= WRITTEN EXERCISE A =
In the text about the Quaker café discussion, substitute "ham" for "cheese" and write out the passage from "Ottawa, Sunday, March" up to and including "are passionately discussed.".

= TEXT SEGMENT =
════════════════════
Ottawa, Sunday, March 23, 1997

"Are human beings basically good, or basically evil?" This was the topic of the first "Meeting for Social Science", at which eight of us from the Ottawa Quaker meeting met over steaming cups of café-au-lait and toasted cheese sandwiches after Meeting for Worship. For me this day marked the rebirth of café society - the true café society, where social issues are passionately discussed.

We were a mixed bag, but unquestionably middle-class. The group included two Ph.D. students in Political Science, one person who worked for Parliament, an author on economic issues, an international development worker, a federal civil servant, a retired engineer, and me, a technical writer for a software firm.

There was hope in the air, despite the dismal times, with unemployment at 10 per cent in Canada and job cuts and downsizing by both government and the private sector. The sun was shining, there was jazz playing on the stereo, and the old wood café at Fourth and Bank, half a block from the Meeting House, was a friendly place to gather.

Thomas Hobbes

Our ideas of whether humans are by nature good or evil were shaped by the thinkers of the early modern era. In a few short phrases, Friends tossed around the ideas of Hobbes, Locke and Rousseau. Since it had been decades since I read any of the works of these men, I did a bit of reading after the meeting. It seems the English philosopher Thomas Hobbes (1588-1679) believed that humans were basically selfish, and existed in a state of nature in which greed would lead to deadly competition. To escape this outcome, and a life which was "nasty, brutish and short", humans entered into a social contract and then submitted to the sovereign in order to escape anarchy. The French philosopher of the Enlightenment, Jean-Jacques Rousseau (1712-1788) believed in the natural goodness of human beings in the state of nature, and that society corrupts this basic goodness. Once corrupted, humans consent to wear the chains of society so that they may then enslave those beneath them. Rousseau's le contrat Social in 1762 argued that humans, to promote the greater good, give up part of their freedom to the state by making a social contract. And the English philosopher John Locke (1631-1704), whose ideas formed the basis for the founders of the United States, opposed Hobbes, and upheld what he called the natural rights of life, liberty and property, against the Sovereign.

Reason and democracy alone will not save us. Jean-Jacques Rousseau's ideas of democracy and the goodness of human beings received a hard knock from the violence of the French Revolution. The failure of pure reason also received a blow from such cruel experiments as Dr. Itard's attempts to civilize Victor, the feral child discovered after the French Revolution, as portrayed in Truffaut's film, l'Enfant sauvage.

We talked about Locke's vision of "life, liberty and estates (property)", and one Friend mentioned that the phrase was changed to "property" to "pursuit of happiness" in the U.S. Declaration of Independence by a conservative colleague of Thomas Jefferson's.
════════════════════
= GIVEN DATA =

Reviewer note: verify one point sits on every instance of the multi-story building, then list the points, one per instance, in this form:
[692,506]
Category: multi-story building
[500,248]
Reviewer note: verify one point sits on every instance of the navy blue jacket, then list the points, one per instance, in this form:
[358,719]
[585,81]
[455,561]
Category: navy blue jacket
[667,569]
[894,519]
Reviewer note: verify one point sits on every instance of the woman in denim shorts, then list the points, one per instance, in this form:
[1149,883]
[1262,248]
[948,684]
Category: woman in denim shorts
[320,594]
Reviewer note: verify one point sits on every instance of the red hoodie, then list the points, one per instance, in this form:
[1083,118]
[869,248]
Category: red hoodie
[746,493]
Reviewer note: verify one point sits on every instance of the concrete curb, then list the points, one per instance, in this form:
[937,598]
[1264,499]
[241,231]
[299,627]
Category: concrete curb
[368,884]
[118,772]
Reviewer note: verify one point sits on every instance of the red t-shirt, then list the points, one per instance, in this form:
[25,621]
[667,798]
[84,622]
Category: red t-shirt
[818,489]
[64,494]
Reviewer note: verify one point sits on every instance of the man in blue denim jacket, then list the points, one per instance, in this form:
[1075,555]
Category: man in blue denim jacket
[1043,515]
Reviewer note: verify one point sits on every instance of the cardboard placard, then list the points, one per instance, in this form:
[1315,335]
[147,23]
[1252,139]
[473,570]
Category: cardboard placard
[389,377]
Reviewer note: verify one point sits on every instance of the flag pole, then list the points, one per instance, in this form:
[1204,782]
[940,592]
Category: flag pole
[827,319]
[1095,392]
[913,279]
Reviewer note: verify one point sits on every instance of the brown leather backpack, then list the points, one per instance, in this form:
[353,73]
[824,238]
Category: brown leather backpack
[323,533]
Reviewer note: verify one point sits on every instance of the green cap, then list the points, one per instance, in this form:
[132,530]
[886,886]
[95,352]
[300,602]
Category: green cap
════════════════════
= WRITTEN EXERCISE B =
Offset every point coordinate in the answers by -118, then write out those records again, requests included, from the line with "of the brown" up to and including the last line of the records. Give only those lines.

= FINAL ANSWER A =
Ottawa, Sunday, March 23, 1997

"Are human beings basically good, or basically evil?" This was the topic of the first "Meeting for Social Science", at which eight of us from the Ottawa Quaker meeting met over steaming cups of café-au-lait and toasted ham sandwiches after Meeting for Worship. For me this day marked the rebirth of café society - the true café society, where social issues are passionately discussed.

= FINAL ANSWER B =
Reviewer note: verify one point sits on every instance of the brown leather backpack, then list the points, one per instance, in this form:
[353,73]
[824,238]
Category: brown leather backpack
[205,415]
Reviewer note: verify one point sits on every instance of the green cap, then list the points, one per instance, in this form:
[132,530]
[886,886]
[95,352]
[300,602]
Category: green cap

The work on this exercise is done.